Recorded data:
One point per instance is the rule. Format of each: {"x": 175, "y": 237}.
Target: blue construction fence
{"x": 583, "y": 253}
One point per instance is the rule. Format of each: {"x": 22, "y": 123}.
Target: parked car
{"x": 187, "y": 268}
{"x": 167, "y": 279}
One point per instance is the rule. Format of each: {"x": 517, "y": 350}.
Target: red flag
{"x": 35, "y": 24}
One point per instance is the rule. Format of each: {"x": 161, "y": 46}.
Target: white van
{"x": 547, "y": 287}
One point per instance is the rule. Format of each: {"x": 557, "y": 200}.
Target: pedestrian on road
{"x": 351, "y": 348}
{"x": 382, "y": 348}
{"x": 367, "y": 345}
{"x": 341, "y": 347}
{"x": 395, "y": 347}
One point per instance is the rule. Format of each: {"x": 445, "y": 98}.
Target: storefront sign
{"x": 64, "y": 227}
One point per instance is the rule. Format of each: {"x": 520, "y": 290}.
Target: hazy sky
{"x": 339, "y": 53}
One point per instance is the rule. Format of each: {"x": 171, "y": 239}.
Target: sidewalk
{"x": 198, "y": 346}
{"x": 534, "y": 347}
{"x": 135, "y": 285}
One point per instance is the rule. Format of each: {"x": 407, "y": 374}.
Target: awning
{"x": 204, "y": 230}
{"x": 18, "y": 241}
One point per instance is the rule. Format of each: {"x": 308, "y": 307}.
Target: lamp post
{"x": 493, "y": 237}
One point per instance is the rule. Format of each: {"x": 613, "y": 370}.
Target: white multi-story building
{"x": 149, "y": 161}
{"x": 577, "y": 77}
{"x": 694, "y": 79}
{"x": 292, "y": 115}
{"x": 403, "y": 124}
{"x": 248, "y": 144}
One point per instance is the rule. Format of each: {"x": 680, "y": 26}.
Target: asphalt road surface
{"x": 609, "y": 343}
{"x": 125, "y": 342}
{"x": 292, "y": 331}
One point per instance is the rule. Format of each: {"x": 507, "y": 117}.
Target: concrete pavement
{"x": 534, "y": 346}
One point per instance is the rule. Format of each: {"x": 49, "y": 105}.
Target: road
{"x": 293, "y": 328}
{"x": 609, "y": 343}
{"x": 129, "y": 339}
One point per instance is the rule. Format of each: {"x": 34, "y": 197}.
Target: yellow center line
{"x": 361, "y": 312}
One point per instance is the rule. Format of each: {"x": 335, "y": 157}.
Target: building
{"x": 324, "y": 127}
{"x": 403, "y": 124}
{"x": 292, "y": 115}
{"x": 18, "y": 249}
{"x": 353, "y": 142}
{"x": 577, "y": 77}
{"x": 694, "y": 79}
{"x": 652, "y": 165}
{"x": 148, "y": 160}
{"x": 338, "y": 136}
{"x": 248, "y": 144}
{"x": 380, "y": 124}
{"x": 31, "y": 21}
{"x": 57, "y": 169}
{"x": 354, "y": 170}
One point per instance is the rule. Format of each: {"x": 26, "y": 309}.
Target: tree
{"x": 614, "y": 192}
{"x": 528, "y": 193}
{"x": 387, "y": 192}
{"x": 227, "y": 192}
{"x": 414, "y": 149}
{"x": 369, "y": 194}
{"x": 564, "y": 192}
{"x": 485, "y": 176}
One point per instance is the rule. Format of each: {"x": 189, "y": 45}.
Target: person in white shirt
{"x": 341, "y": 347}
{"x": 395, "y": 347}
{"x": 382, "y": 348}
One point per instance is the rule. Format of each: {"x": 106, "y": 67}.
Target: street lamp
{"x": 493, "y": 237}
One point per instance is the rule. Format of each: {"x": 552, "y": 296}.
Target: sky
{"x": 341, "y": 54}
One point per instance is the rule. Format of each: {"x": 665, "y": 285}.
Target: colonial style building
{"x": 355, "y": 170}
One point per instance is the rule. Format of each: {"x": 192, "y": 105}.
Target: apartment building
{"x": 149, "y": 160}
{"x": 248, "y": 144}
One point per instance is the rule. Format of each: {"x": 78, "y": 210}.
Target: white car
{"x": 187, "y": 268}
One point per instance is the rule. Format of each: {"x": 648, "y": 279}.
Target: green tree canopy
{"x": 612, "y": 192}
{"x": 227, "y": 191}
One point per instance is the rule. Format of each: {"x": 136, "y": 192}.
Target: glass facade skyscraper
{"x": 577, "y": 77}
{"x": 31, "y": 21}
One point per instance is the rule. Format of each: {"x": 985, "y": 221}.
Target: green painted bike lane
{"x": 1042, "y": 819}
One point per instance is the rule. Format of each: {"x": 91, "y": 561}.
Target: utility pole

Work to be completed: Copy out each line of the listing above that contains the word "white".

Task response:
Target: white van
Target: white multi-story building
Target: person in white shirt
Target: white car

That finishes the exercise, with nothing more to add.